TASKS FOR THIS EXERCISE:
- 1) In the passage about dreams, how old was the writer when the lucid dream happened?
- 2) List each thing the writer floated through or down during the lucid dream described in the passage about dreams, in order.

DOCUMENT PASSAGE:
* * *

This was actually the second time kitchen towels helped me puzzle real from unreal. I’d had a lucid dream when I was fifteen. I was floating naked, just as I’d read would happen in an out of body experience (OBE). I floated through the railing, down the stairs, through the front room (in which a kitchen towel flapped atop the drapery rod over the atrium door), and, finally, through my closed bedroom door. I looked down at my sleeping self, then crashed into myself. I woke with a start, and my body ached. Much later, desperate to have a lucid trek again, I realized the kitchen towel thing. Total let down.

Now, maybe I need to sit down and think more about the problem of confessionalism in my life. For the past year, as Jen and I have updated this site in fits, interrupted by long silences (lets call them whole notes and say they are essential to the composition), I have dreamt increasingly of people I know and in familiar settings with very familiar plot points. This is a noted departure from 30 years of dreaming of strangers, particularly faceless ones. Facelessness has been an ongoing element in my dreams, a creepy, upsetting, thrilling element—one that common interpretation boils down to a fear of revelation, sharing of self, distrust of self, etc. In short, a possibly unfortunate need for distance. A basketcase.

* * *

ENTRIES SUPPLIED:
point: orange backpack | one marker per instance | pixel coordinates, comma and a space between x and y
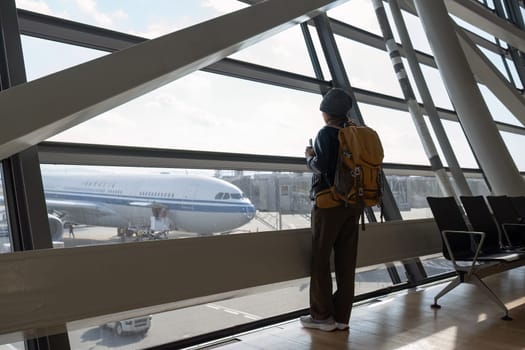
358, 177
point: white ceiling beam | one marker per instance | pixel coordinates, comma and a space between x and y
37, 110
476, 14
487, 74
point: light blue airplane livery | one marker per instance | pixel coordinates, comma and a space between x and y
191, 203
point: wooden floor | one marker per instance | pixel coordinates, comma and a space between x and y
468, 319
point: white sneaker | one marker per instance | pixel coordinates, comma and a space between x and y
327, 325
342, 326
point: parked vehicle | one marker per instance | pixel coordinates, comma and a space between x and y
130, 325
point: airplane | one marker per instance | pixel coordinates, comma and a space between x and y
192, 203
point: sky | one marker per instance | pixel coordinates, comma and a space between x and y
233, 115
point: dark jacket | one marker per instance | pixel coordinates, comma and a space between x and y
324, 162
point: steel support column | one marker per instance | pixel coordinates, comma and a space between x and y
428, 102
413, 106
478, 125
21, 172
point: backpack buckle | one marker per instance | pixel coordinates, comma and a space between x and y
347, 154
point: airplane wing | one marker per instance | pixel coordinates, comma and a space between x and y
77, 208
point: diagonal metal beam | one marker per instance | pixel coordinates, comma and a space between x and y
476, 14
72, 96
489, 75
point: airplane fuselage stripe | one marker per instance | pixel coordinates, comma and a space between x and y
171, 203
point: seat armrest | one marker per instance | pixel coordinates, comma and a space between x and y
453, 258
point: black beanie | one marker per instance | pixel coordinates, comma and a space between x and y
336, 103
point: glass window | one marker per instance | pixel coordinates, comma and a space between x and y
358, 13
434, 84
459, 144
5, 232
473, 29
368, 68
137, 17
398, 134
496, 60
515, 144
209, 112
92, 205
414, 28
285, 50
497, 109
43, 57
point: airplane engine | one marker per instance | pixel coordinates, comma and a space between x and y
56, 226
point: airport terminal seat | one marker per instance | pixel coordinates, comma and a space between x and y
519, 205
465, 249
511, 224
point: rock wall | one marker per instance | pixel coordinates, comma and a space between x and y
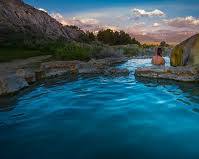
186, 53
19, 21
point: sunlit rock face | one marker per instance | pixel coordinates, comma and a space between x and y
19, 21
186, 53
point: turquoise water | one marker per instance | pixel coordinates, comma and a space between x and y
102, 117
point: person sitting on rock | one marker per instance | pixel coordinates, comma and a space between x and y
158, 59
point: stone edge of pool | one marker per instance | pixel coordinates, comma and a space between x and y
23, 76
180, 73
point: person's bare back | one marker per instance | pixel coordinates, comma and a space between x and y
158, 59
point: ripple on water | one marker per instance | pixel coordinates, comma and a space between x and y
103, 115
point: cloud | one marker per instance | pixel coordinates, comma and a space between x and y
143, 13
156, 24
41, 9
183, 22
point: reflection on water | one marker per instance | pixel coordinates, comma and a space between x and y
102, 117
189, 90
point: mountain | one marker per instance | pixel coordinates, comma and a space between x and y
186, 53
20, 21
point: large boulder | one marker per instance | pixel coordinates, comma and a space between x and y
20, 21
186, 53
12, 84
180, 73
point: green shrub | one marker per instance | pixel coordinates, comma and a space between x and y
73, 51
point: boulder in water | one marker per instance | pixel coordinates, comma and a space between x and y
186, 53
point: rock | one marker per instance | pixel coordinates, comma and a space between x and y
116, 72
12, 84
58, 68
20, 21
27, 74
39, 75
88, 68
186, 53
185, 74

* * *

SOLUTIONS TO THE PROBLEMS:
- 1) Fifteen.

- 2)
- The railing
- The stairs
- The front room
- The closed bedroom door